[Da fare]:
1. Indica se ciascuna affermazione concorda con il testo su Mauro Magatti, rispondendo sì o no e citando le parole decisive: (a) l'incontro a Nembro è a ingresso gratuito previa iscrizione; (b) Magatti giudica negativa la spinta al ritorno alla normalità; (c) l'incontro sarà introdotto dal sindaco di Nembro.
2. Riscrivi il passo del testo su Mauro Magatti che comincia con le parole "Sociologo ed economista, Mauro" e termina dopo "Comune di Nembro.", sostituendo "Nembro" con "Alzano Lombardo".
3. Continua il testo su Mauro Magatti a partire dalla sua ultima frase.

[Segmento del documento]:

▬▬▬▬▬▬▬▬▬▬

Sociologo ed economista, Mauro Magatti spiega: “che ci sia una spinta al ‘ritorno alla normalità’ è sano. L’elemento reattivo non va disprezzato, perché è un modo di ritrovarci vivi dopo il trauma. Ciò che va evitato, però, è la rimozione del trauma, quando dobbiamo utilizzare la ferita subita come un modo per generare una vita migliore”.
Il professore, editorialista del Corriere della Sera, porterà queste sue riflessioni anche in una delle zone più colpite della pandemia, a Nembro. Sarà infatti ospite mercoledì 15 luglio del Festival delle Rinascite (piazza della Libertà, ore 21, ingresso gratuito previa iscrizione). L’incontro è organizzato dall’Oratorio, dal Comune e dalle associazioni locali: avrà come titolo “La fragilità e la cura al tempo del Covid-19” e sarà introdotto da Maria Grazia Gritti, responsabile dei servizi alla persona del Comune di Nembro.

▬▬▬▬▬▬▬▬▬▬

[Dati disponibili]:
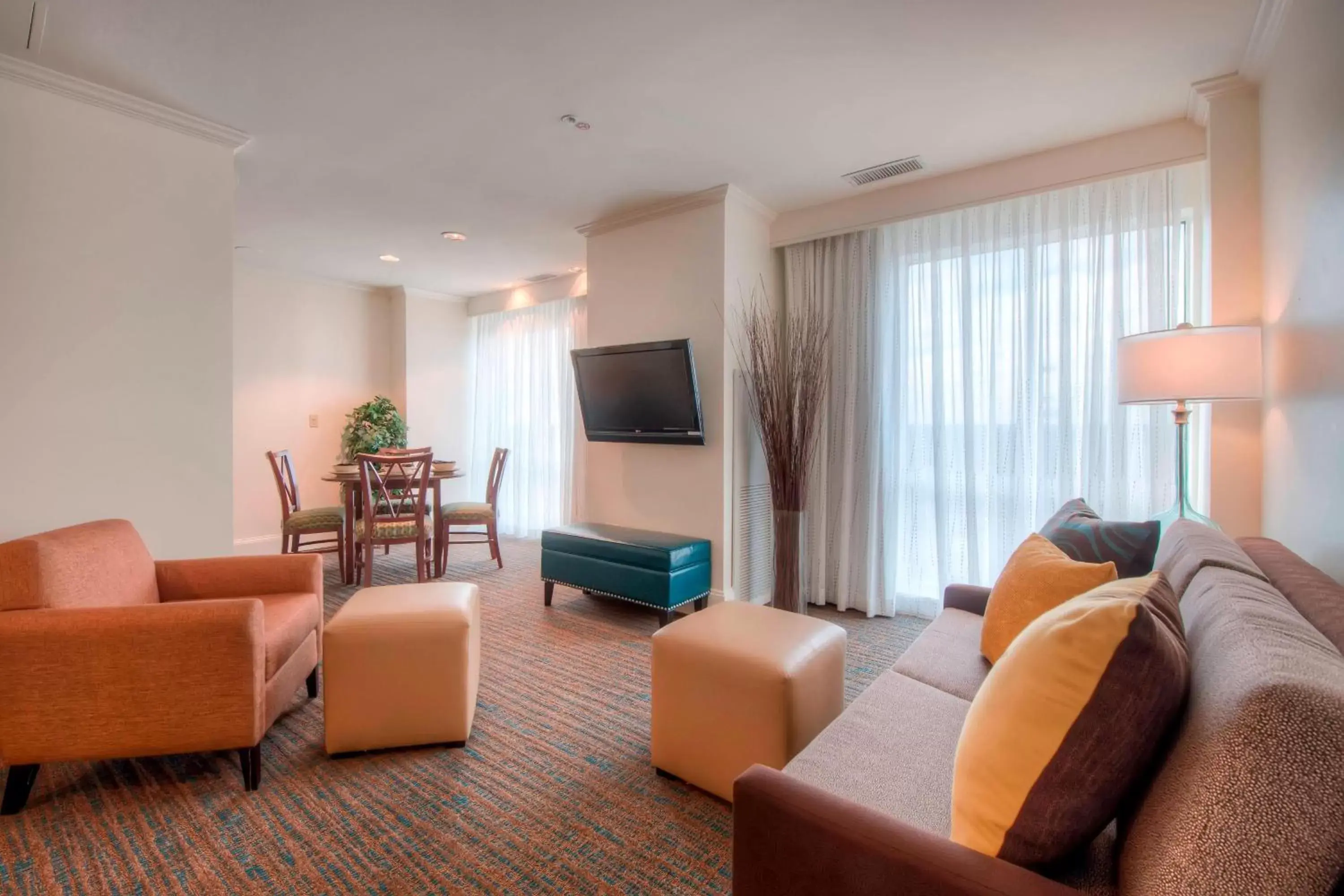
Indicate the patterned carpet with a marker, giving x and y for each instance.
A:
(554, 792)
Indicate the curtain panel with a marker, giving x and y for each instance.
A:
(525, 401)
(974, 385)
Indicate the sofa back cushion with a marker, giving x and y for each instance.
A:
(1312, 593)
(95, 564)
(1250, 798)
(1189, 547)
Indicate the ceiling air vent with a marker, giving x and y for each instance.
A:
(883, 171)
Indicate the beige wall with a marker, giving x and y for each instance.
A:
(662, 280)
(302, 347)
(1142, 150)
(116, 268)
(550, 291)
(1303, 163)
(1234, 284)
(675, 276)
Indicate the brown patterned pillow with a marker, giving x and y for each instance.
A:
(1082, 535)
(1069, 722)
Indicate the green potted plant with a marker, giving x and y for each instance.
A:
(371, 428)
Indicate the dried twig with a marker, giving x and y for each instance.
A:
(785, 359)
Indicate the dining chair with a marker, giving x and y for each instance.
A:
(474, 513)
(394, 489)
(296, 521)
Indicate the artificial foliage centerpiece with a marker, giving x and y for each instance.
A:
(371, 428)
(785, 358)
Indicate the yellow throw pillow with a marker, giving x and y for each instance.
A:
(1069, 722)
(1039, 577)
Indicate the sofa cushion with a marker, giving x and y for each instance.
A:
(93, 564)
(1082, 535)
(1189, 547)
(1250, 798)
(1037, 578)
(288, 620)
(892, 751)
(947, 655)
(1069, 722)
(1318, 597)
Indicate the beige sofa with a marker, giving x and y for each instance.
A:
(1248, 800)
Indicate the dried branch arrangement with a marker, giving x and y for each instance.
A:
(785, 361)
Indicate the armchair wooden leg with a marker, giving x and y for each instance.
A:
(17, 788)
(250, 761)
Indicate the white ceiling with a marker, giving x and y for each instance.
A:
(379, 124)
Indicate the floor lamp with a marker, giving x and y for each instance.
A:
(1183, 366)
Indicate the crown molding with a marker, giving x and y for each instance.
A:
(64, 85)
(412, 292)
(1202, 92)
(753, 203)
(1269, 23)
(711, 197)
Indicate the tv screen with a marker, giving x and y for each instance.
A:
(644, 393)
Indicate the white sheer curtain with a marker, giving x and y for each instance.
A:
(975, 385)
(525, 402)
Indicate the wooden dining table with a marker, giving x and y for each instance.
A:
(353, 509)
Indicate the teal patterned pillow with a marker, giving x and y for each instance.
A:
(1082, 535)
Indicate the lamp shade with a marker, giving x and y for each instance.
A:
(1191, 365)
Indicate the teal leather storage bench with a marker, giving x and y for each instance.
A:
(655, 569)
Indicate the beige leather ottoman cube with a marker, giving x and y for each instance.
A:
(401, 667)
(740, 684)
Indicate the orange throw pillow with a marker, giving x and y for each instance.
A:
(1039, 577)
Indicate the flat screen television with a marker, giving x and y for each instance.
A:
(644, 393)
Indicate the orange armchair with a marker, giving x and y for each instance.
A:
(105, 653)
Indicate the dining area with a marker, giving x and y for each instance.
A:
(390, 496)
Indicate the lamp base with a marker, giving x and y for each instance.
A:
(1182, 511)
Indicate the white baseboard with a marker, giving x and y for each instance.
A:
(257, 544)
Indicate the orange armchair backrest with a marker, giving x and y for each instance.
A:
(93, 564)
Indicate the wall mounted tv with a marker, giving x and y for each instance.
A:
(644, 393)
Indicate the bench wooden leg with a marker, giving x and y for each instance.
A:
(18, 785)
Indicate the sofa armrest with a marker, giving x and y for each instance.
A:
(972, 598)
(791, 837)
(100, 683)
(240, 577)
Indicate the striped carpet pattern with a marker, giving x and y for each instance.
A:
(553, 794)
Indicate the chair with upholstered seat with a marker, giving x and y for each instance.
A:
(107, 653)
(296, 521)
(475, 513)
(394, 491)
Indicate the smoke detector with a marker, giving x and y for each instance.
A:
(885, 171)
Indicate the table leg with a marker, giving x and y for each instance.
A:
(350, 534)
(439, 552)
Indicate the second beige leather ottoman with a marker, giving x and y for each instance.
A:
(738, 684)
(401, 667)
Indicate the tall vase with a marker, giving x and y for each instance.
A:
(788, 562)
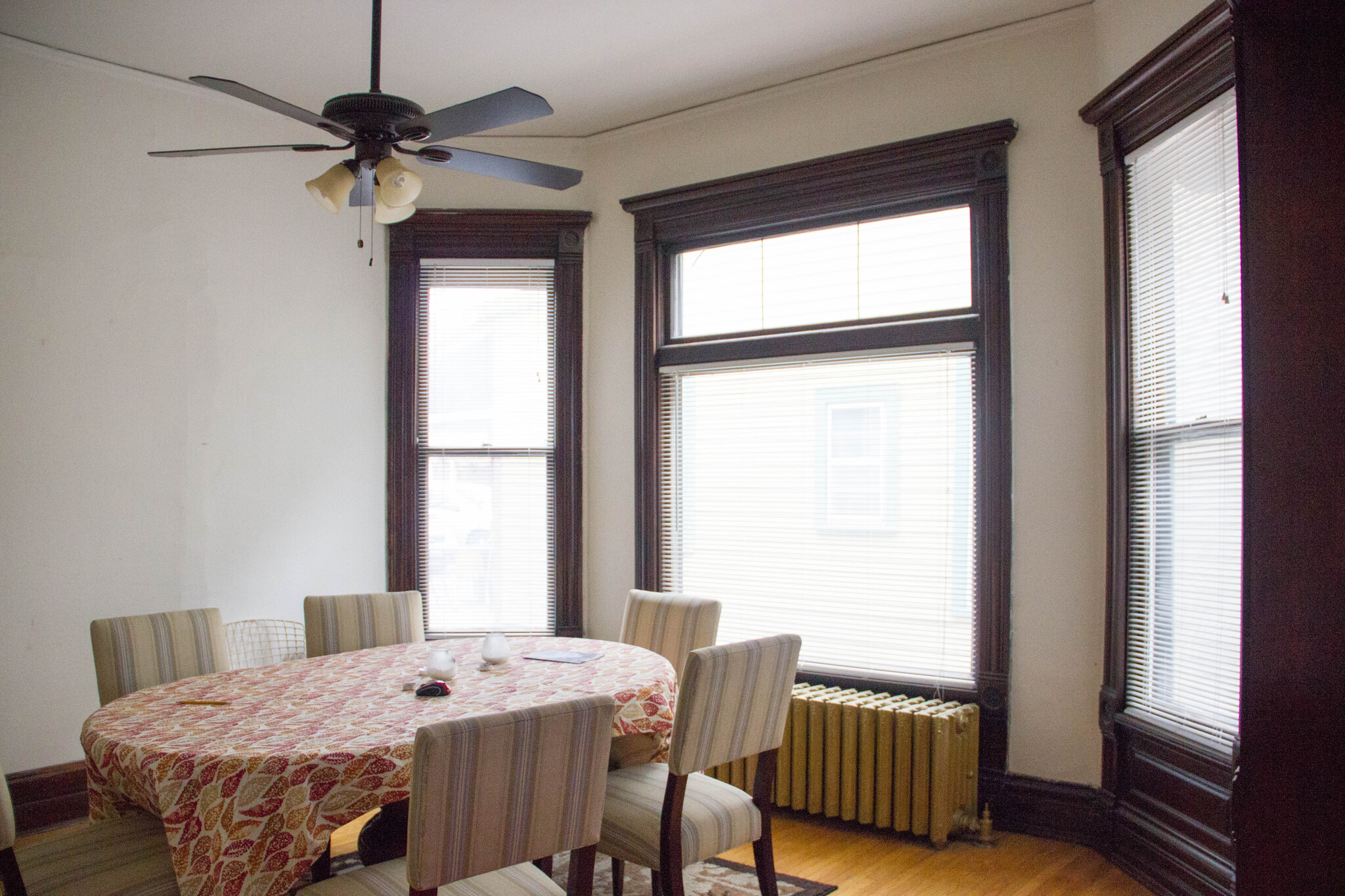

▬▬▬▬▬▬▬▬▬▬

[Risultati per compito]:
1.
(a) Sì: "ingresso gratuito previa iscrizione".
(b) No: "che ci sia una spinta al ‘ritorno alla normalità’ è sano".
(c) No: "sarà introdotto da Maria Grazia Gritti, responsabile dei servizi alla persona del Comune di Nembro".

2.
Sociologo ed economista, Mauro Magatti spiega: “che ci sia una spinta al ‘ritorno alla normalità’ è sano. L’elemento reattivo non va disprezzato, perché è un modo di ritrovarci vivi dopo il trauma. Ciò che va evitato, però, è la rimozione del trauma, quando dobbiamo utilizzare la ferita subita come un modo per generare una vita migliore”.
Il professore, editorialista del Corriere della Sera, porterà queste sue riflessioni anche in una delle zone più colpite della pandemia, a Alzano Lombardo. Sarà infatti ospite mercoledì 15 luglio del Festival delle Rinascite (piazza della Libertà, ore 21, ingresso gratuito previa iscrizione). L’incontro è organizzato dall’Oratorio, dal Comune e dalle associazioni locali: avrà come titolo “La fragilità e la cura al tempo del Covid-19” e sarà introdotto da Maria Grazia Gritti, responsabile dei servizi alla persona del Comune di Alzano Lombardo.

3.
Il suo intervento avrà luogo in quella Valle che – oltre ad aver pagato un prezzo altissimo in termini di vite umane – si trova adesso a fare i conti con l’analisi delle responsabilità sulla “zona rossa”. Riattraversando un periodo in cui la bilancia pendeva tra l’urgenza sanitaria e quella economica. Prima ancora di rinascita e cambiamento Magatti dovrà parlare di questa dualità e dei suoi effetti: “ è una tensione che nessuno può immaginare di risolvere facilmente, perché è la tensione polare presente in una vita che va protetta. La protezione infatti non è solo incolumità fisica, interessa altre dimensioni e ciò che abbiamo vissuto ci ha mostrato come le nostre società siano impreparate a guardare questa tensione e confrontarsi con essa con onestà e sincerità”.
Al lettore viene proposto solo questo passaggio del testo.